▶ Objective:
Reproduce every line, requests included, starting at the first line of the items and ending at the line containing "(1121, 557)", and give only those lines. Scale each pixel coordinate in the answers by 1.1 and round to a whole number, with halves rounded up.

▶ Records for the task:
↓
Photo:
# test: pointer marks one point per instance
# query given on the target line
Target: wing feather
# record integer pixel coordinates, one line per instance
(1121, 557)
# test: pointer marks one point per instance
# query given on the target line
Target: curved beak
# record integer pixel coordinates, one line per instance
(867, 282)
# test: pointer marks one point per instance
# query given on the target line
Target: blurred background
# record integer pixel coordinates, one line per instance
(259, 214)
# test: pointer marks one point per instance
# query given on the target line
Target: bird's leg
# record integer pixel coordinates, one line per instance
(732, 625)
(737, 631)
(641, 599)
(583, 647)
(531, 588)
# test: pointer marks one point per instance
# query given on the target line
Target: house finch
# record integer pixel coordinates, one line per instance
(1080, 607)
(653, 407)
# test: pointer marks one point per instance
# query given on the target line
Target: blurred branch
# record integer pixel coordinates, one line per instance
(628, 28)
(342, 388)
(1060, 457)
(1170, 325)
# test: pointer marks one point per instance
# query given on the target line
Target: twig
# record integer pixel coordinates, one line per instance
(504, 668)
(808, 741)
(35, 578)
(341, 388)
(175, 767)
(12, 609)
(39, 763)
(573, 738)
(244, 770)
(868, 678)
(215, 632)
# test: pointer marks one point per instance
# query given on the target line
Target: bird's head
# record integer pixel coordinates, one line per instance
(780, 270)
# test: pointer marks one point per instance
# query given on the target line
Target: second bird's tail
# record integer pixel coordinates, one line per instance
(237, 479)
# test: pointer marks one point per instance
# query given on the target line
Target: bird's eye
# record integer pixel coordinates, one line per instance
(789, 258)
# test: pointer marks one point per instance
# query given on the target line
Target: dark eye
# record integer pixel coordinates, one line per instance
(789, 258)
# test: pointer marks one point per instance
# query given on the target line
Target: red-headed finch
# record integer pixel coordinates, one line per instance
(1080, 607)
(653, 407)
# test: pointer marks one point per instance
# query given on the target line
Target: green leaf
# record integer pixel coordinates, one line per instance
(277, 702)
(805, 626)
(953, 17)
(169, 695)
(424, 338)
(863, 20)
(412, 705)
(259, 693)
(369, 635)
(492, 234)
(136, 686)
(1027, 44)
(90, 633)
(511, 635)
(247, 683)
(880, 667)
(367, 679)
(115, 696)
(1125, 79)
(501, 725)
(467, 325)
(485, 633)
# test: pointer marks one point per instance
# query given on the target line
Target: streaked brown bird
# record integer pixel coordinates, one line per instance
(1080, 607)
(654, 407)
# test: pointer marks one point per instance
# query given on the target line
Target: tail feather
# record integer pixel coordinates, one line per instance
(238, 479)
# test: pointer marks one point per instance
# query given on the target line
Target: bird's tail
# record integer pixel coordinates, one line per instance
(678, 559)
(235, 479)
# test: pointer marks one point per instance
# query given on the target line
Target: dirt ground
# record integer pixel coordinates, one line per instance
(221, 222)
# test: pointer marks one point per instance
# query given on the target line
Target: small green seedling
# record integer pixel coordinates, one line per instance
↑
▶ Reply to the exercise:
Photo:
# test: pointer marks one point per instance
# query given on the target line
Target: wing feather
# record integer pixel coordinates, one line per instance
(1233, 613)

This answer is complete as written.